● WRITTEN TASK
Rewrite the lines of every entry below, replacing "objects" with "boxes" and keeping everything else the same. Leave the pictures out of your answer.

Excerpts of bounding box data:

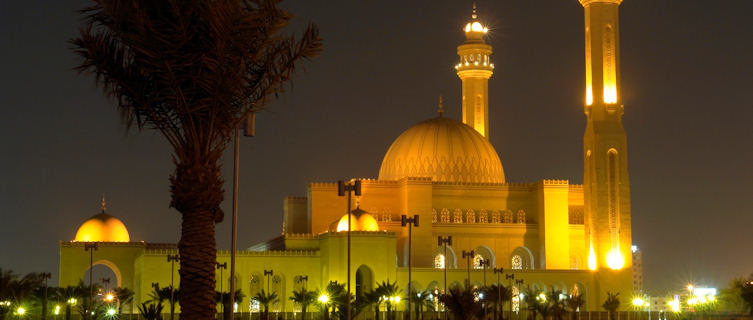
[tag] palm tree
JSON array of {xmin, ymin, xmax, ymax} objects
[
  {"xmin": 376, "ymin": 279, "xmax": 402, "ymax": 320},
  {"xmin": 71, "ymin": 0, "xmax": 321, "ymax": 320},
  {"xmin": 411, "ymin": 289, "xmax": 434, "ymax": 320},
  {"xmin": 601, "ymin": 291, "xmax": 620, "ymax": 319},
  {"xmin": 565, "ymin": 293, "xmax": 586, "ymax": 320},
  {"xmin": 0, "ymin": 269, "xmax": 44, "ymax": 320},
  {"xmin": 149, "ymin": 284, "xmax": 179, "ymax": 314},
  {"xmin": 113, "ymin": 287, "xmax": 134, "ymax": 316},
  {"xmin": 139, "ymin": 302, "xmax": 163, "ymax": 320},
  {"xmin": 252, "ymin": 289, "xmax": 279, "ymax": 319},
  {"xmin": 288, "ymin": 288, "xmax": 318, "ymax": 320},
  {"xmin": 481, "ymin": 284, "xmax": 512, "ymax": 319},
  {"xmin": 439, "ymin": 286, "xmax": 484, "ymax": 320},
  {"xmin": 546, "ymin": 288, "xmax": 567, "ymax": 320},
  {"xmin": 215, "ymin": 289, "xmax": 246, "ymax": 319}
]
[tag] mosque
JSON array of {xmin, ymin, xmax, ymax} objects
[{"xmin": 60, "ymin": 0, "xmax": 633, "ymax": 312}]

● REPLY TO THE TASK
[tag] palm tree
JSON array of {xmin, ymin, xmax, ymax} boxes
[
  {"xmin": 376, "ymin": 279, "xmax": 402, "ymax": 320},
  {"xmin": 71, "ymin": 0, "xmax": 321, "ymax": 320},
  {"xmin": 411, "ymin": 289, "xmax": 434, "ymax": 320},
  {"xmin": 601, "ymin": 291, "xmax": 620, "ymax": 319},
  {"xmin": 565, "ymin": 293, "xmax": 586, "ymax": 320},
  {"xmin": 0, "ymin": 269, "xmax": 44, "ymax": 320},
  {"xmin": 149, "ymin": 284, "xmax": 179, "ymax": 314},
  {"xmin": 113, "ymin": 287, "xmax": 134, "ymax": 316},
  {"xmin": 139, "ymin": 302, "xmax": 163, "ymax": 320},
  {"xmin": 252, "ymin": 289, "xmax": 279, "ymax": 319},
  {"xmin": 288, "ymin": 288, "xmax": 318, "ymax": 320},
  {"xmin": 481, "ymin": 284, "xmax": 512, "ymax": 319},
  {"xmin": 439, "ymin": 286, "xmax": 484, "ymax": 320},
  {"xmin": 546, "ymin": 288, "xmax": 567, "ymax": 320},
  {"xmin": 215, "ymin": 289, "xmax": 246, "ymax": 319}
]
[tag] mosque
JSON array of {xmin, ymin, xmax, ymax} boxes
[{"xmin": 60, "ymin": 0, "xmax": 633, "ymax": 312}]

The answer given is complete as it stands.